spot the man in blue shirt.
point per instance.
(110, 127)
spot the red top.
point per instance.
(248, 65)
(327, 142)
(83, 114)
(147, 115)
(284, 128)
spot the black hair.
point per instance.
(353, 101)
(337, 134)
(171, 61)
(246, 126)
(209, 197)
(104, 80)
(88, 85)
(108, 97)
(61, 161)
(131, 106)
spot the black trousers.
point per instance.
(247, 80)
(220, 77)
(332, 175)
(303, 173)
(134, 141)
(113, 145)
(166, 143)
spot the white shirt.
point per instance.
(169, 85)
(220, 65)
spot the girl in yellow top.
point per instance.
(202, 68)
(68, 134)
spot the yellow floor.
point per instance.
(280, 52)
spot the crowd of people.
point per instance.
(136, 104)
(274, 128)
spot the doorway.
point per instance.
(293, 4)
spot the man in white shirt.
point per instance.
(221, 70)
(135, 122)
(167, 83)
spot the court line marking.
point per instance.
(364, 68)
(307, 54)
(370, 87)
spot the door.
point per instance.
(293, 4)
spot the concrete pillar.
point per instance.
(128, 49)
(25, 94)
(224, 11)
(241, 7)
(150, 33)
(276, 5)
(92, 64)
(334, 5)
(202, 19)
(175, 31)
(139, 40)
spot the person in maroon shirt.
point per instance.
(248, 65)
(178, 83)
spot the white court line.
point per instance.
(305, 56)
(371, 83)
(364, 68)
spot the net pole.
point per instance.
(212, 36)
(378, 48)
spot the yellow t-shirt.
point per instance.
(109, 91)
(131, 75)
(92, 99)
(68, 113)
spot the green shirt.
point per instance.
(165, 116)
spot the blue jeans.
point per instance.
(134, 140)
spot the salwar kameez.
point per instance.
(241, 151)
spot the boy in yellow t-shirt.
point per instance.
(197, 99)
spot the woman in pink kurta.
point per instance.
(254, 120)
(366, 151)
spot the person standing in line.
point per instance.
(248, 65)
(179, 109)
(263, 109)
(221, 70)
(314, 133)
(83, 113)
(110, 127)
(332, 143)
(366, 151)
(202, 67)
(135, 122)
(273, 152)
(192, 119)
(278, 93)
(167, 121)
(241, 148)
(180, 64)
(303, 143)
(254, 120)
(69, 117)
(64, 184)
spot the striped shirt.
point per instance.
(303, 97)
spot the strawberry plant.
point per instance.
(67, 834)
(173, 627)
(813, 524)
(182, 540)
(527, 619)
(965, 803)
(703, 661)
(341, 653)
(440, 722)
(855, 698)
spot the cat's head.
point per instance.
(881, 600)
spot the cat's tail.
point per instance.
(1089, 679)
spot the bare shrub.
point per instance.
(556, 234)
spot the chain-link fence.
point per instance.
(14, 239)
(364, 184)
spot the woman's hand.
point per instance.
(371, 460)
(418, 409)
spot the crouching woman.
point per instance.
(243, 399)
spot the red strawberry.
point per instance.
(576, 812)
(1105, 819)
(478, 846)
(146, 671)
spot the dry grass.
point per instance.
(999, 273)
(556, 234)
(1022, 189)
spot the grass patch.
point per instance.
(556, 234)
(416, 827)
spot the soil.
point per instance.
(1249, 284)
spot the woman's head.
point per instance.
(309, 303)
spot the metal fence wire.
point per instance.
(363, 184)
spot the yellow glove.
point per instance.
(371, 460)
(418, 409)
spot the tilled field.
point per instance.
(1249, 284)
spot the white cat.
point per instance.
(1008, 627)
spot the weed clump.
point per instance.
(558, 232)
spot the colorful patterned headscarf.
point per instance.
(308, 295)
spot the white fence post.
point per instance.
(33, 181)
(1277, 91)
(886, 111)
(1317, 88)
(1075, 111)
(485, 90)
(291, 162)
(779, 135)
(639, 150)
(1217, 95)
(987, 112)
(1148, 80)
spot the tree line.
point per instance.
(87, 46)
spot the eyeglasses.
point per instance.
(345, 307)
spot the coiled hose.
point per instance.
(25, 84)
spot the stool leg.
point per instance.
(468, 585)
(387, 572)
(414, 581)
==
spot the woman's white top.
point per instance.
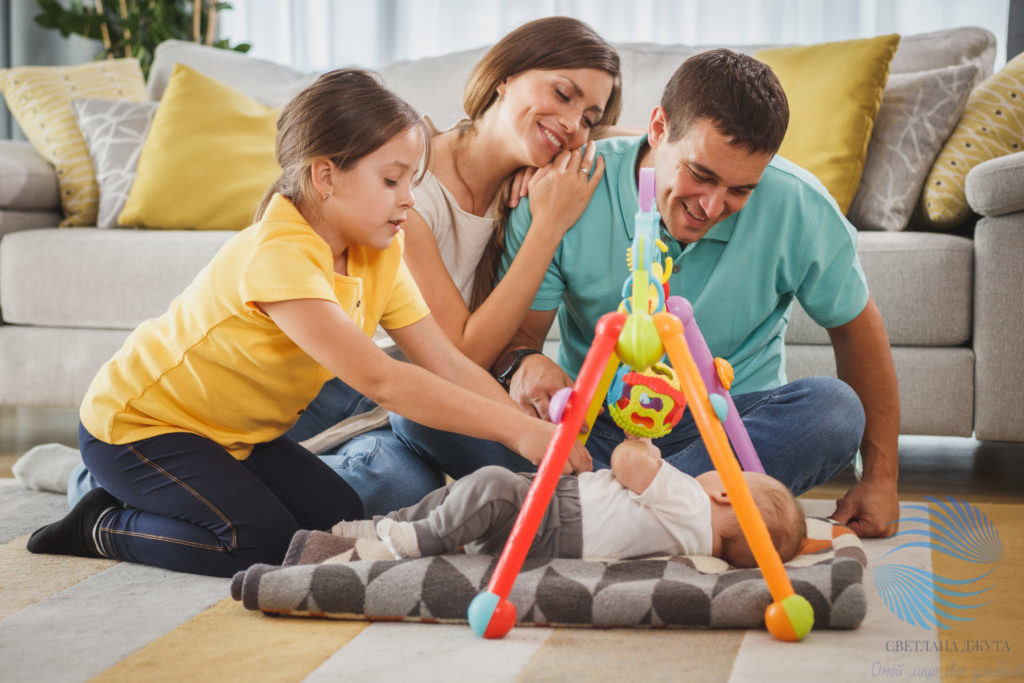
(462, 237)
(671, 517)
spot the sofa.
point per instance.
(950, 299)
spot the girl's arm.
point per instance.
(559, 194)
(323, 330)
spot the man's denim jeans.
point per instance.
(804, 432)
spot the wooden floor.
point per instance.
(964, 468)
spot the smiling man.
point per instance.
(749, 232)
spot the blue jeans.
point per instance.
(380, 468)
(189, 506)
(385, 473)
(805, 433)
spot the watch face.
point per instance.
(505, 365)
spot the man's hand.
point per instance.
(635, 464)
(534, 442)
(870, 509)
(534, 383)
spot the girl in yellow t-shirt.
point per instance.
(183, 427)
---
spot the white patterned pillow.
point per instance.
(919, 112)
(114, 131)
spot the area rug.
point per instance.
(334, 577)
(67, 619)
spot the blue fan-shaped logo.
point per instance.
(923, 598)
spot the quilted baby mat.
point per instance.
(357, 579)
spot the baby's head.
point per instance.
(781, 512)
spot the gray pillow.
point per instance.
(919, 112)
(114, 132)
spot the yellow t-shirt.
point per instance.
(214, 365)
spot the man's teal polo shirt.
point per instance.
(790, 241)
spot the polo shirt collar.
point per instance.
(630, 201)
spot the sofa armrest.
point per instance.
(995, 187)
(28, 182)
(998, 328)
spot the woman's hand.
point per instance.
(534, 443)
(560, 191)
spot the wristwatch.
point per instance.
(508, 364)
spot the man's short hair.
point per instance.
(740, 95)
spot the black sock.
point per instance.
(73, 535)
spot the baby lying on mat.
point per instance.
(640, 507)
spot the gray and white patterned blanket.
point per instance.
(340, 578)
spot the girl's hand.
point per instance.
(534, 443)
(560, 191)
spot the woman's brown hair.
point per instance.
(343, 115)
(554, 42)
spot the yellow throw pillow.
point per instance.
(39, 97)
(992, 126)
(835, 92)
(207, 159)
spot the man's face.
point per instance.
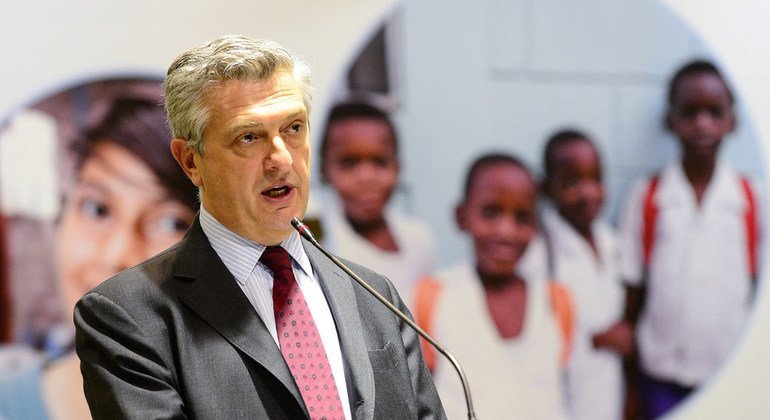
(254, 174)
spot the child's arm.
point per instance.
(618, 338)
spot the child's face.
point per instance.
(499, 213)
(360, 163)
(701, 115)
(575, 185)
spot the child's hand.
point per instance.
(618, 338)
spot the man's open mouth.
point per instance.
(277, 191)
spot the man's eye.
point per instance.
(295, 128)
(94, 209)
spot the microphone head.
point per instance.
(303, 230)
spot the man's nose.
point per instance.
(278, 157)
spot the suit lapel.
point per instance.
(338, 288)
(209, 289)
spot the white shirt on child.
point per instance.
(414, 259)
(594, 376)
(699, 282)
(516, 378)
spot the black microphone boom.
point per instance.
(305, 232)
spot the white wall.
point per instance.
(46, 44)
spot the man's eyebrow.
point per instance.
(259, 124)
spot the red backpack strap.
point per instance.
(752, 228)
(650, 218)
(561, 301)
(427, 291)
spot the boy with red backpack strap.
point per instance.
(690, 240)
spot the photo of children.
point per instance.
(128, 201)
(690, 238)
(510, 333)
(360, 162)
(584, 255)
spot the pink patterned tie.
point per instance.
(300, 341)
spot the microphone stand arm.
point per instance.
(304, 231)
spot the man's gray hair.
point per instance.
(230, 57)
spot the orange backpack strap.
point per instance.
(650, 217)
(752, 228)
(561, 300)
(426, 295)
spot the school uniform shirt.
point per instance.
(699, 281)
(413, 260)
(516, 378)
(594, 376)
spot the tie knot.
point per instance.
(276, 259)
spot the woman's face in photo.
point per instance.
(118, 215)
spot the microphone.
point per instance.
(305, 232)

TASK TO CARRY OUT: Pull out each line above that contains the word "strawberry" and copy those lines in order.

FULL SOLUTION:
spot the strawberry plant.
spot the red strawberry.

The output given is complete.